■ **本文**
------------------------------------------------
30年前に何があったのか。1994年3月、小選挙区比例代表並立制、政治資金規正法改正、政党交付金の導入などを柱とする「政治改革関連4法」が成立している。
そして、その激動の政界再編を伴う政治改革の推進力となったのは、経済界、労働界、言論界をつないで国民運動を展開した「民間政治臨調」(政治改革推進協議会)であったという。平成デモクラシーとも言われる「政治改革」は何をめざしたのか。労働組合はそこにどう関わったのか。民間政治臨調、21世紀臨調(新しい日本をつくる国民会議)の事務局長として合意形成に奔走した前田和敬日本生産性本部理事長の証言を交えて、その歴史をたどってみよう。

前田 和敬(まえだ かずたか) 日本生産性本部理事長
1982年日本生産性本部入職(社会経済国民会議に出向)。政治改革推進協議会(民間政治臨調)、新しい日本をつくる国民会議(21世紀臨調)で事務局長を務める。
2012年日本アカデメイア事務局長、2021年日本アカデメイア運営幹事。
日本生産性本部執行役員、理事、常務理事を経て2017年6月から現職。2022年「令和国民会議(令和臨調)」を立ち上げる。
------------------------------------------------
■ **提供資料**

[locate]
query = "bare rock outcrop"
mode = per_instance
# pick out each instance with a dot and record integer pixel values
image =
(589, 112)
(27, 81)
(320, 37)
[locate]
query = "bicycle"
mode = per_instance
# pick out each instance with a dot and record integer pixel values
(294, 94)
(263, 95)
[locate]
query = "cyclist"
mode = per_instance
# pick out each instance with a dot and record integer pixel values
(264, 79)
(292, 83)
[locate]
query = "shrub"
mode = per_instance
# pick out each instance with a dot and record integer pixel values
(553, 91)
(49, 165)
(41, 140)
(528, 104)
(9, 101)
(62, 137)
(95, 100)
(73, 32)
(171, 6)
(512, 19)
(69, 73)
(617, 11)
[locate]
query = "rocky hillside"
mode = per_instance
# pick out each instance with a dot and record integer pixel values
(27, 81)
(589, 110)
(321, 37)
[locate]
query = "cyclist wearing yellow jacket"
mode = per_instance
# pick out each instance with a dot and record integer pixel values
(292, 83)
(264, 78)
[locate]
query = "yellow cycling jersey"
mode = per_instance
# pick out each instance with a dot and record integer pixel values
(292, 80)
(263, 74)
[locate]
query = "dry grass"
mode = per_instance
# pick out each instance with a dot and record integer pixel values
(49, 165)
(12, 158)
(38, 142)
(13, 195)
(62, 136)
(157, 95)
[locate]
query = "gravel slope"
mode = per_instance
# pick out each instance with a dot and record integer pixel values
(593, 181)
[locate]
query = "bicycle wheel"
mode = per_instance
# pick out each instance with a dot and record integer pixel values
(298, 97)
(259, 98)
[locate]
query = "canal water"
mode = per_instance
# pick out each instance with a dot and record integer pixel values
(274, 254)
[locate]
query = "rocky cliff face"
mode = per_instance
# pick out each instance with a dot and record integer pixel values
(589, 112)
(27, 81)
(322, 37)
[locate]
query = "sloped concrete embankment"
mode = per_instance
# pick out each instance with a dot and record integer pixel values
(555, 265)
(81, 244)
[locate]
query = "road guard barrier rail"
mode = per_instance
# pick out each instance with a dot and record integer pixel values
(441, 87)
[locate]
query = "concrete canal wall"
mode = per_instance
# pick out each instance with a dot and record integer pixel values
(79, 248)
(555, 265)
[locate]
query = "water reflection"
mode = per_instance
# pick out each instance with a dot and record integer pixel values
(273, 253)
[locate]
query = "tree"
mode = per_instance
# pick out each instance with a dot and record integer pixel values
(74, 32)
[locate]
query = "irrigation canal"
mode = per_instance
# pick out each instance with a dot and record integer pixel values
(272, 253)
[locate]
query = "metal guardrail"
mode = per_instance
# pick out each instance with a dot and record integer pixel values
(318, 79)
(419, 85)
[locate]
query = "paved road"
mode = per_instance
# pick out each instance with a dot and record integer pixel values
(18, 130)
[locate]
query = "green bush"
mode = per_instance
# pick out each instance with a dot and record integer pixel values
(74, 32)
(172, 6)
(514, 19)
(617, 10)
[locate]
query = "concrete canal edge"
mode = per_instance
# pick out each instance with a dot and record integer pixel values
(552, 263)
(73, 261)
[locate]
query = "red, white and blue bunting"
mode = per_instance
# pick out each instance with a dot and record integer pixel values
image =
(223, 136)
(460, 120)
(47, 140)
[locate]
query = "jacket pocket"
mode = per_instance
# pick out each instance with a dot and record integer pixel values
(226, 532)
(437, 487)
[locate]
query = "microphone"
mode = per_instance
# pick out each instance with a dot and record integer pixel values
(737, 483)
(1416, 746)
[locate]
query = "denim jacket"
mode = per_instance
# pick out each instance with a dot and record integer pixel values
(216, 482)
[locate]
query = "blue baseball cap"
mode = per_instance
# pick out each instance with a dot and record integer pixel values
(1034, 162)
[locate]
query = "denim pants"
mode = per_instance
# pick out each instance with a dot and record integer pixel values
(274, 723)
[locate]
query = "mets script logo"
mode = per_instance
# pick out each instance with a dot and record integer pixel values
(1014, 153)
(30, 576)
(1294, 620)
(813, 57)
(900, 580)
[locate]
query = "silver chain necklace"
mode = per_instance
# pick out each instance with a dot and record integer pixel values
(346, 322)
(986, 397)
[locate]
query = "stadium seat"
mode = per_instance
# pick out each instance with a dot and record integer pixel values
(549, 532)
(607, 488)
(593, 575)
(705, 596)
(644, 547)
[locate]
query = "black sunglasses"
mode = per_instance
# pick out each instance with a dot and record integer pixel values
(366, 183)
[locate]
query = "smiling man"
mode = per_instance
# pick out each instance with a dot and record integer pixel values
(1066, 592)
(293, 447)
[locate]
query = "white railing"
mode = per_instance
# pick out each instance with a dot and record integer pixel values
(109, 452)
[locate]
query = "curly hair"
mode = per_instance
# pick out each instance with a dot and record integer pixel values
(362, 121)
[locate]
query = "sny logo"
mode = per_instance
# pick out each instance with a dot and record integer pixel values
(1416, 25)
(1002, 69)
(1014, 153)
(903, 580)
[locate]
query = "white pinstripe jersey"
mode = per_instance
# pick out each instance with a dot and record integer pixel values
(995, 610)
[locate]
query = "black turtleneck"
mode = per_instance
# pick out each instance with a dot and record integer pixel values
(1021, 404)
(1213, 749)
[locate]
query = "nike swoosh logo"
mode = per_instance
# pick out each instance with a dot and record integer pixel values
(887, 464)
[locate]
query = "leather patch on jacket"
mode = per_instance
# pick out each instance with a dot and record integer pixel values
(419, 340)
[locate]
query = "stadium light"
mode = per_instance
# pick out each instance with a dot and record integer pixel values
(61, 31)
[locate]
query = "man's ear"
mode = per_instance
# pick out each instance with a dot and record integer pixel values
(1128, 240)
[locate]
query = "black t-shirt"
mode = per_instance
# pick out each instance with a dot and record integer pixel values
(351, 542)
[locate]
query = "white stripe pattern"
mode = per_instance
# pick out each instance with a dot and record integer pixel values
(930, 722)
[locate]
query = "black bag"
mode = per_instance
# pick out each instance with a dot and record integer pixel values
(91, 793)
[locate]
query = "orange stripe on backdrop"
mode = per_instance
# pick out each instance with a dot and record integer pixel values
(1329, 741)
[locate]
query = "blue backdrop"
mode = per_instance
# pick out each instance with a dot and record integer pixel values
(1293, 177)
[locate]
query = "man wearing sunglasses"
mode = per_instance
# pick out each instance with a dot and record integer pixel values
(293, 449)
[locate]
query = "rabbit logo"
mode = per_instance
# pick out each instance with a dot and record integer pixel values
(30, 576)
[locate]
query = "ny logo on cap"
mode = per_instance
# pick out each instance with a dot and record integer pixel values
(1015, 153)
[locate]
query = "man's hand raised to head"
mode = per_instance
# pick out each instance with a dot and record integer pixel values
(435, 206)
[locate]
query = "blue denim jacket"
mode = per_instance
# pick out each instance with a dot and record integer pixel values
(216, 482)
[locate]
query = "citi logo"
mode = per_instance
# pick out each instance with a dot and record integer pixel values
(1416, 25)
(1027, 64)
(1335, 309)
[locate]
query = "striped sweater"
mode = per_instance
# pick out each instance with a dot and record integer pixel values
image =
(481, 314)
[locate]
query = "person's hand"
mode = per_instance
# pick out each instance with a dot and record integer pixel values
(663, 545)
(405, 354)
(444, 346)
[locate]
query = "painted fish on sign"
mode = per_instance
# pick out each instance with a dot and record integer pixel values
------------------------------------------------
■ **取り組む課題**
政治改革を扱った本文のうち、「30年前に何があったのか。1」から「(令和臨調)」を立ち上げる。」までの箇所を一字も変えずに書き写して返す。

■ **解答**
30年前に何があったのか。1994年3月、小選挙区比例代表並立制、政治資金規正法改正、政党交付金の導入などを柱とする「政治改革関連4法」が成立している。
そして、その激動の政界再編を伴う政治改革の推進力となったのは、経済界、労働界、言論界をつないで国民運動を展開した「民間政治臨調」(政治改革推進協議会)であったという。平成デモクラシーとも言われる「政治改革」は何をめざしたのか。労働組合はそこにどう関わったのか。民間政治臨調、21世紀臨調(新しい日本をつくる国民会議)の事務局長として合意形成に奔走した前田和敬日本生産性本部理事長の証言を交えて、その歴史をたどってみよう。

前田 和敬(まえだ かずたか) 日本生産性本部理事長
1982年日本生産性本部入職(社会経済国民会議に出向)。政治改革推進協議会(民間政治臨調)、新しい日本をつくる国民会議(21世紀臨調)で事務局長を務める。
2012年日本アカデメイア事務局長、2021年日本アカデメイア運営幹事。
日本生産性本部執行役員、理事、常務理事を経て2017年6月から現職。2022年「令和国民会議(令和臨調)」を立ち上げる。